— Start RECORDS TO USE —
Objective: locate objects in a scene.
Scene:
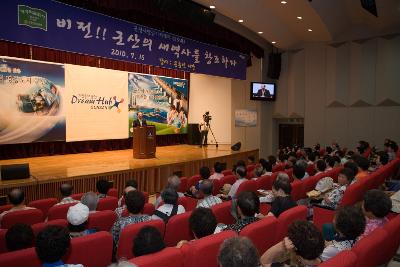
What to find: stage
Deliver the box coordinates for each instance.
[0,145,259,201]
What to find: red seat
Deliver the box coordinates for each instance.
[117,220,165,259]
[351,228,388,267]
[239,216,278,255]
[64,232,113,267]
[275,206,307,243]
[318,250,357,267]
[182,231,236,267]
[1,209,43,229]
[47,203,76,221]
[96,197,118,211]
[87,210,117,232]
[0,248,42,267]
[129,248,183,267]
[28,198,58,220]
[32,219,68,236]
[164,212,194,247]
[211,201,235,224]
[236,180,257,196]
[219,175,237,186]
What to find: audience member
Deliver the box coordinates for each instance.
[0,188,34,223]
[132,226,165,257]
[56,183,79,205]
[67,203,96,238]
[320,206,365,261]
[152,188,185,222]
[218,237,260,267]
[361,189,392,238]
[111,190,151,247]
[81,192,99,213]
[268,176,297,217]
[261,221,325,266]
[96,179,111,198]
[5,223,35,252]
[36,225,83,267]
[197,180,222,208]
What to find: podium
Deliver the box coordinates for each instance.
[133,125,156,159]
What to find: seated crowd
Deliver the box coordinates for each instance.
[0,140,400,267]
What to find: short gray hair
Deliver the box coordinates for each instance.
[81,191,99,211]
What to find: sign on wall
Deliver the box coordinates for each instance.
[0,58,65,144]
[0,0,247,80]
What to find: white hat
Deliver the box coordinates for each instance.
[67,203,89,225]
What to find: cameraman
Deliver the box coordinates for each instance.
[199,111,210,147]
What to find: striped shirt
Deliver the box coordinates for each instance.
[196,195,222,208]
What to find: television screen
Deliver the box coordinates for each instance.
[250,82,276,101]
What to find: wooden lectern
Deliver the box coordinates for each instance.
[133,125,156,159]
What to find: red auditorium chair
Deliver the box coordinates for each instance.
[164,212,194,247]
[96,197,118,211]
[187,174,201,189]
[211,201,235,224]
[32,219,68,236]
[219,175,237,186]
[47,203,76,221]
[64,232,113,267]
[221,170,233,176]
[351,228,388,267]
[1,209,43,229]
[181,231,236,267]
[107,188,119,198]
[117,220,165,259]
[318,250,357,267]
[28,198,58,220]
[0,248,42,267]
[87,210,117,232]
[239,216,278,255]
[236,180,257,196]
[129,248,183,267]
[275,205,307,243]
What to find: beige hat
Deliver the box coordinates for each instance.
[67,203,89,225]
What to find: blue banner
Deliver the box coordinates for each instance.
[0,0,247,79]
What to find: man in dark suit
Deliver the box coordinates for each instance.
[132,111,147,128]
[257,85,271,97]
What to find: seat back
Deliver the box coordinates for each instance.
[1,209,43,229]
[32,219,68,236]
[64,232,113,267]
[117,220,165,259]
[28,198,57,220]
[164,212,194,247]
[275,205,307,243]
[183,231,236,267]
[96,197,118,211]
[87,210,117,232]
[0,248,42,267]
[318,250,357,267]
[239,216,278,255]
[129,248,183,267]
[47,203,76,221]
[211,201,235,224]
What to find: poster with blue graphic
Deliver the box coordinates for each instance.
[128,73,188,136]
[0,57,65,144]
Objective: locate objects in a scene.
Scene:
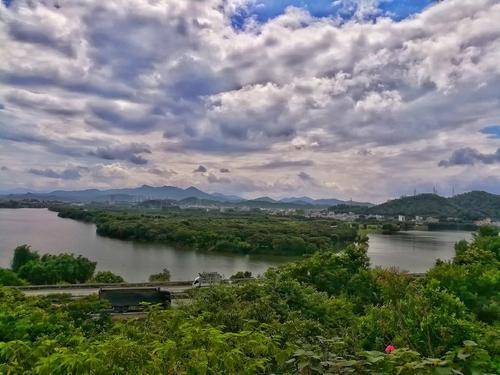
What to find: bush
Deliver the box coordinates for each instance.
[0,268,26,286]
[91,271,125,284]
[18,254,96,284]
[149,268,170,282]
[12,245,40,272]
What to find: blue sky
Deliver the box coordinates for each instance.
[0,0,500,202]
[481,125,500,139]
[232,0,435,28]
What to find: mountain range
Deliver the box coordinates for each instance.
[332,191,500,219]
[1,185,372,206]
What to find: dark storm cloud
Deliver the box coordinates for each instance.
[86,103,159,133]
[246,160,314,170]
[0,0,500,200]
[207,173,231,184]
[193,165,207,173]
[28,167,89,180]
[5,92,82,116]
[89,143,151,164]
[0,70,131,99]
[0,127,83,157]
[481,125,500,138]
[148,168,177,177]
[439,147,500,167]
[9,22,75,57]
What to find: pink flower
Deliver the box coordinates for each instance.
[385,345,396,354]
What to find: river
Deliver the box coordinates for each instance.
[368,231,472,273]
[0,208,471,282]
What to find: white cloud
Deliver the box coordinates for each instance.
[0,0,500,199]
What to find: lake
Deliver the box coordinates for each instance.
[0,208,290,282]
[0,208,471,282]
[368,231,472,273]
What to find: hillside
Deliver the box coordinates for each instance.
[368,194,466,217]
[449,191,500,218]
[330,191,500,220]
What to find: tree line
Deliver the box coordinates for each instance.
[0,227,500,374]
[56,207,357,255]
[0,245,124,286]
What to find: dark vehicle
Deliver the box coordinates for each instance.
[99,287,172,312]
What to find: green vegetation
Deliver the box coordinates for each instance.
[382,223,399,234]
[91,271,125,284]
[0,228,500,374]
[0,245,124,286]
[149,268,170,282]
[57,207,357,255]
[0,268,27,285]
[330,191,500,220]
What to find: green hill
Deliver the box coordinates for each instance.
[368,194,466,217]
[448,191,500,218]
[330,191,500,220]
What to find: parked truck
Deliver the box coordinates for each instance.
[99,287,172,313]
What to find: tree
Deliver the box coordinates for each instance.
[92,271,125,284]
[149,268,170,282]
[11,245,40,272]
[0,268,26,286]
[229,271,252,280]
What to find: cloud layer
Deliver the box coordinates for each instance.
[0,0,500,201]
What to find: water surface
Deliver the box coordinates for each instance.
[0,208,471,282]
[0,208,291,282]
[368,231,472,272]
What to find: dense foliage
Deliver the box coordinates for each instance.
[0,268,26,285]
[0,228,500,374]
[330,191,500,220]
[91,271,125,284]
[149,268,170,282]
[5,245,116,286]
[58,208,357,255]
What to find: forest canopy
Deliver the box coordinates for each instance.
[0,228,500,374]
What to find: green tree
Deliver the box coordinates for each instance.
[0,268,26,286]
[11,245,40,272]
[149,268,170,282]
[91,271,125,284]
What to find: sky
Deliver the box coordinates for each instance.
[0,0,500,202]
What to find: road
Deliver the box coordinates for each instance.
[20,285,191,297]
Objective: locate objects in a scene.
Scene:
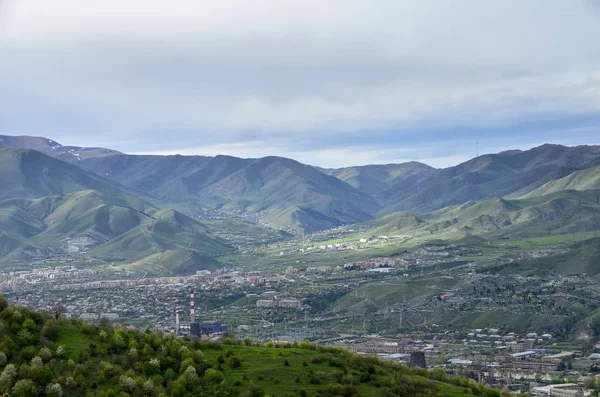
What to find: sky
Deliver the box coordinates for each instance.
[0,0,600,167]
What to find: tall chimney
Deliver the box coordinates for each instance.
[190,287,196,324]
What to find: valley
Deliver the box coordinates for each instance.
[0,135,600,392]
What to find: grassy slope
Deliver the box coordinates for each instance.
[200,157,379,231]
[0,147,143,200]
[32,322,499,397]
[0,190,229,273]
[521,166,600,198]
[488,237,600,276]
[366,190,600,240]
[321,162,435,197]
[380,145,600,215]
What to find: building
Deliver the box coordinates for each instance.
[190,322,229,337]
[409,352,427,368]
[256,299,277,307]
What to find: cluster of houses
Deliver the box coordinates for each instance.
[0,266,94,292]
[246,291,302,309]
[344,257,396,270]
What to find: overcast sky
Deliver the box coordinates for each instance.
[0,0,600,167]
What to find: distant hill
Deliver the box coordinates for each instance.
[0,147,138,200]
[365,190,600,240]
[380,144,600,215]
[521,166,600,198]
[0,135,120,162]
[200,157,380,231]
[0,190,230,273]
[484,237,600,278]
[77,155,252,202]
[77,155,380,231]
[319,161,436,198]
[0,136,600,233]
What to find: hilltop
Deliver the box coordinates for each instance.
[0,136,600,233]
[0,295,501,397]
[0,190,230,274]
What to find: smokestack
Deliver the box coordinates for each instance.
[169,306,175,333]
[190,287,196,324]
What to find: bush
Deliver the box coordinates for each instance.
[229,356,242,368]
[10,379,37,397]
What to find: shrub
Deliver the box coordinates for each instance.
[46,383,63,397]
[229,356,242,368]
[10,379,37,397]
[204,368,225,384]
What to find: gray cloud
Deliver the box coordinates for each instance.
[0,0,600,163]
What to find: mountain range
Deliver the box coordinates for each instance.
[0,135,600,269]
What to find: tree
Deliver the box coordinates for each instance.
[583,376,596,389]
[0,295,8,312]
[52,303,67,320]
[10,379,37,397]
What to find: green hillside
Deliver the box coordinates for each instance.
— End RECORDS TO USE —
* **PROBLEM TO SOLVE**: Can you rewrite the stretch of the listing above, from the line containing "What to find: pink flower" through the line containing "[0,0,500,201]", as a Markdown table with the columns Row and Line? Include both end lines, number each row, and leave out blank lines.

* **ANSWER IN FULL**:
| Row | Line |
|---|---|
| 1 | What to find: pink flower |
| 2 | Deliver the box coordinates for each instance. |
| 3 | [385,345,396,354] |
| 4 | What to find: river |
| 5 | Deliver the box coordinates for each instance. |
| 6 | [368,231,472,273] |
| 7 | [0,208,471,282] |
| 8 | What to find: white cloud |
| 9 | Deliver the box coordinates for each instance. |
| 10 | [0,0,500,199] |
| 11 | What to find: lake |
| 12 | Deliver the box coordinates for each instance. |
| 13 | [0,208,290,282] |
| 14 | [0,208,471,282] |
| 15 | [368,231,472,273] |
| 16 | What to find: hillside |
| 17 | Deliver the box coordinates for each instance. |
| 18 | [368,194,466,217] |
| 19 | [449,191,500,218] |
| 20 | [330,191,500,220] |
| 21 | What to find: tree line |
| 22 | Deliver the box coordinates for each instance. |
| 23 | [0,227,500,374] |
| 24 | [56,207,357,255] |
| 25 | [0,245,124,286] |
| 26 | What to find: dark vehicle |
| 27 | Deliver the box coordinates for each instance. |
| 28 | [99,287,172,312] |
| 29 | What to find: green vegetation |
| 30 | Deliver the box coordinates for each instance. |
| 31 | [382,223,399,234] |
| 32 | [91,271,125,284] |
| 33 | [0,228,500,374] |
| 34 | [0,245,124,286] |
| 35 | [149,268,170,282] |
| 36 | [57,207,357,255] |
| 37 | [0,268,27,285] |
| 38 | [330,191,500,220] |
| 39 | What to find: green hill |
| 40 | Deliver the box coordinates for each instance. |
| 41 | [368,194,466,217] |
| 42 | [448,191,500,218] |
| 43 | [330,191,500,220] |
| 44 | What to find: parked truck |
| 45 | Deliver the box coordinates for each instance. |
| 46 | [99,287,172,313] |
| 47 | What to find: tree |
| 48 | Deliver the box coordinates for each instance. |
| 49 | [92,271,125,284] |
| 50 | [149,268,170,282] |
| 51 | [11,245,40,272] |
| 52 | [0,268,26,286] |
| 53 | [229,271,252,280] |
| 54 | What to find: cloud layer |
| 55 | Deliver the box coordinates for each instance. |
| 56 | [0,0,500,201] |